WORK ORDER 1:
According to the editorial policy, where on a page should the affiliate disclosure appear?
WORK ORDER 2:
Please retype the editorial policy starting with "Health content ages." and going on through "checked for updates.".

[SOURCE EXTRACT]

Editorial Policy

Every claim should be traceable back to a source a reader can inspect.

GLP-1 Insights publishes practical health education about GLP-1 medications, side effects, nutrition, telehealth access, and medication costs. The job is simple: show the actual numbers, link to the evidence, say what we do not know, and fix mistakes fast when we find them.

What readers should expect

  • Published research, FDA materials, and major clinical guidance are prioritized.
  • Commercial pages disclose affiliate relationships before the first monetized link.
  • Articles show when they were last reviewed and how many sources were cited.
  • Errors are corrected with updated copy rather than quietly ignored.

How research is done

Articles start with source collection, not drafting. We look for primary research and official materials first, then build the article around what the sources actually say.

  1. Search for relevant studies and official documents on the specific question.
  2. Open the actual source page before citing it.
  3. Record the exact title, authors, journal or agency, year, URL, and the claim being used.
  4. Only cite sources that were directly checked for that claim.

If a source does not support the exact statement, that statement should be revised or removed.

Citation standards

Our default evidence stack is:

  • PubMed-indexed studies and reviews
  • FDA prescribing information, drug safety communications, and labeling
  • ClinicalTrials.gov records when trial status or design matters
  • Major clinical guidelines and society statements

We do not treat marketing pages, anonymous forums, or unsourced health claims as interchangeable with primary evidence.

How provider reviews are evaluated

Telehealth and pharmacy comparison pages use a separate reporting standard. Price matters, but it is not enough on its own.

  • Real listed pricing, including membership fees and refill costs when visible
  • Medication type and sourcing clarity
  • Expected wait times and onboarding friction
  • Support quality, follow-up cadence, and refill transparency
  • Reader risk factors such as hidden fees, vague supply language, or weak refund terms

If an affiliate partner has a meaningful downside, the page should say so in plain language.

Affiliate disclosure and conflicts

Some pages may contain affiliate links. When they do, the disclosure should appear before the first affiliate link, and the page should still describe the tradeoffs honestly.

Affiliate relationships do not guarantee a favorable recommendation. A weak option should still be called weak.

Corrections and updates

Health content ages. When evidence changes, pricing shifts, or an error is found, the page should be updated and reviewed again.

  • Each article shows a last-reviewed date.
  • Older content may display a notice that it is being checked for updates.
  • Factual errors should be corrected as soon as they are confirmed.

To report a correction, use the contact page.

What we do not claim

  • No fabricated testimonials
  • No fake “As Seen In” media logos
  • No physician review-board claims until that program exists and is active
  • No replacement for medical advice from a licensed clinician

Trust signals should come from transparent process, not decorative credibility.

[/SOURCE EXTRACT]
[PROVIDED MATERIAL]

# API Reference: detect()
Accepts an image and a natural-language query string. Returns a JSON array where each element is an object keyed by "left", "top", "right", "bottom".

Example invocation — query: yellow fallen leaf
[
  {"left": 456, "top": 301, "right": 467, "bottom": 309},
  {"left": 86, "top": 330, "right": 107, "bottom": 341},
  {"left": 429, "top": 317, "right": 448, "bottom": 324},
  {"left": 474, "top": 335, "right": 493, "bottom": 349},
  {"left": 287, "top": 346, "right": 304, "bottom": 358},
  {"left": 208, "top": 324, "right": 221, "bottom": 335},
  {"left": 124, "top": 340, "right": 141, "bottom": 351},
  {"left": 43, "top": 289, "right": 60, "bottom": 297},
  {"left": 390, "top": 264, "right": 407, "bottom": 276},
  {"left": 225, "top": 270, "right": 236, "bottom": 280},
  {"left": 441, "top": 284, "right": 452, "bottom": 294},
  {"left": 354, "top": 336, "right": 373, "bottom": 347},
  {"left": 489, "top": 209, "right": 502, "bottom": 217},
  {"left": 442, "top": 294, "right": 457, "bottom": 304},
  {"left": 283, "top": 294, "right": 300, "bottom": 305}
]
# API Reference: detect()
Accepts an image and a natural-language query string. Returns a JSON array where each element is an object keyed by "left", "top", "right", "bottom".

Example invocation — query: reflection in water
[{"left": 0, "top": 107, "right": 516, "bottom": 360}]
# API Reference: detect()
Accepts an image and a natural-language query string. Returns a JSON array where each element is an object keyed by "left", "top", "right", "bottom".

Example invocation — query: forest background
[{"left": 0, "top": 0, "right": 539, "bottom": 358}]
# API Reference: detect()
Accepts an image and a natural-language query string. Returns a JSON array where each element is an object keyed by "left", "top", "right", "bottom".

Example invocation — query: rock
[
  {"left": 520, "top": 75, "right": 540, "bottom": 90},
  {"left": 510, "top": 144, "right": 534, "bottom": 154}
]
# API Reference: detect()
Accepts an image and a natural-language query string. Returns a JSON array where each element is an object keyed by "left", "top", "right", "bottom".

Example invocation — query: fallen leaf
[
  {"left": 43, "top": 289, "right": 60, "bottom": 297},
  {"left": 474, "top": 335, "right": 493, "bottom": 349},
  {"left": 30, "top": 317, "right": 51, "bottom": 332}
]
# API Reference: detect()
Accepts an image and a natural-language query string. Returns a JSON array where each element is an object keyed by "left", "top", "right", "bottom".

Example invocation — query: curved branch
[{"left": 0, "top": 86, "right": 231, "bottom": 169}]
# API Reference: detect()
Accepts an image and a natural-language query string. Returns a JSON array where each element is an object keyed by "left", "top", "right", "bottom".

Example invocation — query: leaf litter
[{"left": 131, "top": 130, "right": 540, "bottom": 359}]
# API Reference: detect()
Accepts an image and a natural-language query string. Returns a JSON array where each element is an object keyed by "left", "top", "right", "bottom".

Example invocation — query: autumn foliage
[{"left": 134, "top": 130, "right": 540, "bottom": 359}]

[/PROVIDED MATERIAL]

YOUR SOLUTION 1:
Before the first affiliate link.

YOUR SOLUTION 2:
Health content ages. When evidence changes, pricing shifts, or an error is found, the page should be updated and reviewed again.

  • Each article shows a last-reviewed date.
  • Older content may display a notice that it is being checked for updates.